Can you reproduce, word for word, the part of the principal component analysis passage below starting at "The data consist" and ending at "pca = princomp(pcadata, cor=TRUE)"?
----- SUPPLIED PASSAGE -----
8. Multidimensional scaling is one form of ordination, often used as a complementary method to clustering, in which objects are arrayed continuously in a set of coordinate axes. Principal component analysis (PCA) is another ordination technique that can also be used to reduce the dimensionality of a multivariate dataset. PCA reduces the original variables, which are often correlated with one another, to a smaller set of uncorrelated, synthetic variables (the principal components). This is done by producing linear combinations of the original variables that maximize the variation or dispersion of the original objects along the principal components.
For this analysis and the next we will use a new dataset, Hermon Bumpus’ House Sparrow data:
Bumpus sparrow data: bumpus.txt
Bumpus sparrow metadata: bumpus.met
More information on Hermon Bumpus and House Sparrows
Read the Bumpus data into an R dataframe and attach it:
bumpus = read.table("http://college.holycross.edu/faculty/rlent/data/bumpus.txt",
sep = "",header=TRUE)
attach(bumpus)
The data consist of 9 morphological variables measured on male House Sparrows, plus the variable survive that is coded 1 for survived and 0 for died. We will ignore the survival variable for now and concentrate on the morphological measurements. First, compute the correlation matrix:
birdcor = cor(cbind(length,alar,weight,lbh,lhum,lfem,ltibio,wskull,lkeel))
As is often the case with morphological data, the variables are intercorrelated, suggesting that at least some of them are measuring the same underlying thing, such as “size” or “shape.” PCA can help to extract these underlying components of variation. First we’ll drop the survival variable for this analysis:
pcadata = bumpus[c(-1)]
This trick works because the survive variable is the first one in the bumpus dataframe. Then, compute the PCA from the correlation matrix:
pca = princomp(pcadata, cor=TRUE)
Then, typing summary(pca) will show the proportion of variation in the original data accounted for by the principal components. We get the same number of components as we have original variables, but hope that the first few account for most of the variation. We see that the first 3 components account for over 65% of the original variation:
Importance of components:
Comp.1 Comp.2 Comp.3
Standard deviation 1.9156970 1.0714045 1.0531993
Proportion of Variance 0.4077661 0.1275453 0.1232476
Cumulative Proportion 0.4077661 0.5353114 0.6585590
This is good, because we have reduced our original nine variables to three that account for much of the variation in the data. But as with our multidimensional scaling analysis, we now have to interpret these synthetic variables. As before we do this by computing correlations between the principal components and the original variables. The principal components are “scores” of each individual object (birds) computed as linear combinations of the original variables to produce component 1, component 2, and so on. To see these scores, type pca$scores. We’ll store the first three components into vectors and then merge them back into the original data:
pca1 = pca$scores[,1]
pca2 = pca$scores[,2]
pca3 = pca$scores[,3]
bumpuspca = cbind(pca1,pca2,pca3,pcadata)
----- MATERIAL PROVIDED -----
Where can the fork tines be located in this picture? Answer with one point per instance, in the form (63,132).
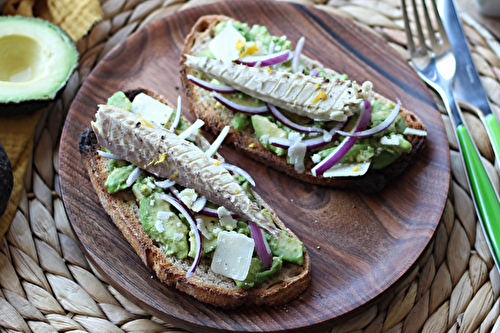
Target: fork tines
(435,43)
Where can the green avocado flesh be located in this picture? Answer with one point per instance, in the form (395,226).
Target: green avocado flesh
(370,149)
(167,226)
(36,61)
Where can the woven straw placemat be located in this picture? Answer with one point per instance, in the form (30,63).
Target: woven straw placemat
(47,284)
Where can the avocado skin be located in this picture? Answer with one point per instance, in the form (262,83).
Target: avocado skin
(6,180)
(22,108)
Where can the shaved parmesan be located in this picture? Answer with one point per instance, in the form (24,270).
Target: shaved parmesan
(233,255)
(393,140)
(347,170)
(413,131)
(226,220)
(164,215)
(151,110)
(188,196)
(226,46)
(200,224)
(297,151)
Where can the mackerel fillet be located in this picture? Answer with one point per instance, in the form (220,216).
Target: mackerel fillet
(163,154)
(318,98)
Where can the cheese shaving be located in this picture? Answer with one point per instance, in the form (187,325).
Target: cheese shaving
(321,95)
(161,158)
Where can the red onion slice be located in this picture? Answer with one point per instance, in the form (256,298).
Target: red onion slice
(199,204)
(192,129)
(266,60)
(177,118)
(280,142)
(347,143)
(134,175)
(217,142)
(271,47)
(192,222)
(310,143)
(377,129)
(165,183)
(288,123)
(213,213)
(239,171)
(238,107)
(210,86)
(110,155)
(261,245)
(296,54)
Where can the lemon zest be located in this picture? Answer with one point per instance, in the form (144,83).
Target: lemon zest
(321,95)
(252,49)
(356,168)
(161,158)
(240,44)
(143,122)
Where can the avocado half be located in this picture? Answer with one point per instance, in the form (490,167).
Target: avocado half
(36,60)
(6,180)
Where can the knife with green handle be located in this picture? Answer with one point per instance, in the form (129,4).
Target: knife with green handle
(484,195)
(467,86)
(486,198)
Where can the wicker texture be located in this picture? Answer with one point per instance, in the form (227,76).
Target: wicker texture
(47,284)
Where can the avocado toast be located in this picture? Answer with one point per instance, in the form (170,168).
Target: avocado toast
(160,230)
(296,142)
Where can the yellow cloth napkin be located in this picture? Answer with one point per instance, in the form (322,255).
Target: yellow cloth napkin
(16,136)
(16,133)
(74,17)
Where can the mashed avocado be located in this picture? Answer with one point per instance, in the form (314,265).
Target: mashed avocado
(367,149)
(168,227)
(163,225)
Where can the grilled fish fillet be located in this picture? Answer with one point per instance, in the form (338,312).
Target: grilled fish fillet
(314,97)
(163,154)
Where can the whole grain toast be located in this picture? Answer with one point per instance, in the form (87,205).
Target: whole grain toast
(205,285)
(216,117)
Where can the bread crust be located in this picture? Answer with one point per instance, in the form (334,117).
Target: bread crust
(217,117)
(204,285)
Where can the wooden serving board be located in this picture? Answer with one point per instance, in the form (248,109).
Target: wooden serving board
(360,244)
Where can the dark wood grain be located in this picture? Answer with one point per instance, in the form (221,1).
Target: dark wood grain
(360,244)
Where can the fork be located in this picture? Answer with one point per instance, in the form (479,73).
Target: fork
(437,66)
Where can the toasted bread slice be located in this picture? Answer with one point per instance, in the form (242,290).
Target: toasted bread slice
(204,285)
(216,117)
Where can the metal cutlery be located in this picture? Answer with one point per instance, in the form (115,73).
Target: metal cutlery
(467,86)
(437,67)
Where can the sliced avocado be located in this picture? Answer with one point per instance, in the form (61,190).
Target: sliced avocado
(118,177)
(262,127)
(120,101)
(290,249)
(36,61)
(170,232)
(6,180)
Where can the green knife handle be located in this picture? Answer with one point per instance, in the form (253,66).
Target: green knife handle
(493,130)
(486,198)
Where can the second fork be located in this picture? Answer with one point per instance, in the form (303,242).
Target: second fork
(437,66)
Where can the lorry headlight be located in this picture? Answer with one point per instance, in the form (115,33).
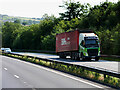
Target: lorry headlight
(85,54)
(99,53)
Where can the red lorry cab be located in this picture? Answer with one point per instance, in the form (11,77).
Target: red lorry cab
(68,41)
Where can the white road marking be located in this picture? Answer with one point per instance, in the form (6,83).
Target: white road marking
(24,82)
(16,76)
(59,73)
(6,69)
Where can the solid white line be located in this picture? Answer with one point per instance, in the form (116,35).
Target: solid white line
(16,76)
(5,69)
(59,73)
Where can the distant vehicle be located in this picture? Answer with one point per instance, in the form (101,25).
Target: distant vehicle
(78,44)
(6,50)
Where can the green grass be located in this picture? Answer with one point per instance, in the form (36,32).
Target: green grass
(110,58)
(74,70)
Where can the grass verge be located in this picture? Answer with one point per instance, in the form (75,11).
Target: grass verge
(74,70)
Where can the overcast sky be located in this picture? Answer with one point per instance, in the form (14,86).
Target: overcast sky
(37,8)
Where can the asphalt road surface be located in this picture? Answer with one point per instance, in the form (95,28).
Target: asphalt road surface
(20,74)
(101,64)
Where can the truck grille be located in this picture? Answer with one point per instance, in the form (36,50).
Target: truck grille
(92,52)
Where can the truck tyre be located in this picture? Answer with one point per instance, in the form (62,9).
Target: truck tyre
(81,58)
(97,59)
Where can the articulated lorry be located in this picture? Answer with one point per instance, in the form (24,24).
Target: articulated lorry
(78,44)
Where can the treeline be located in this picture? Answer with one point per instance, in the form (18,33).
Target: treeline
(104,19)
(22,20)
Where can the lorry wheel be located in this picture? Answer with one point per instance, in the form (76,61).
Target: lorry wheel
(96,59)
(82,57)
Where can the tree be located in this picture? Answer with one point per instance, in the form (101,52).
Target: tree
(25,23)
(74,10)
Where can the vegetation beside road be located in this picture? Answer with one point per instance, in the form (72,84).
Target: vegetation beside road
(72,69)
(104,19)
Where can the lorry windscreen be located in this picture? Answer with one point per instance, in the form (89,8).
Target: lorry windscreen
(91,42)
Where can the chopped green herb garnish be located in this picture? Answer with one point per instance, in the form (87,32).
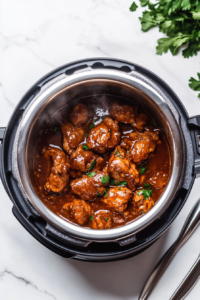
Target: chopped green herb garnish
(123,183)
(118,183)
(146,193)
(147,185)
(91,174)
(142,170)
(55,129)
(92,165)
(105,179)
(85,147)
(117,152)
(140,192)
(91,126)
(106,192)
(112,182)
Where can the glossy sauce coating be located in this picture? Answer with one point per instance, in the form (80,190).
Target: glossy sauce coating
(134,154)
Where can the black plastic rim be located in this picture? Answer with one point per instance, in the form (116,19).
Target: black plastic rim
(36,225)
-----
**EXERCISE OUTPUT**
The data consist of 9 morphological variables measured on male House Sparrows, plus the variable survive that is coded 1 for survived and 0 for died. We will ignore the survival variable for now and concentrate on the morphological measurements. First, compute the correlation matrix:
birdcor = cor(cbind(length,alar,weight,lbh,lhum,lfem,ltibio,wskull,lkeel))
As is often the case with morphological data, the variables are intercorrelated, suggesting that at least some of them are measuring the same underlying thing, such as “size” or “shape.” PCA can help to extract these underlying components of variation. First we’ll drop the survival variable for this analysis:
pcadata = bumpus[c(-1)]
This trick works because the survive variable is the first one in the bumpus dataframe. Then, compute the PCA from the correlation matrix:
pca = princomp(pcadata, cor=TRUE)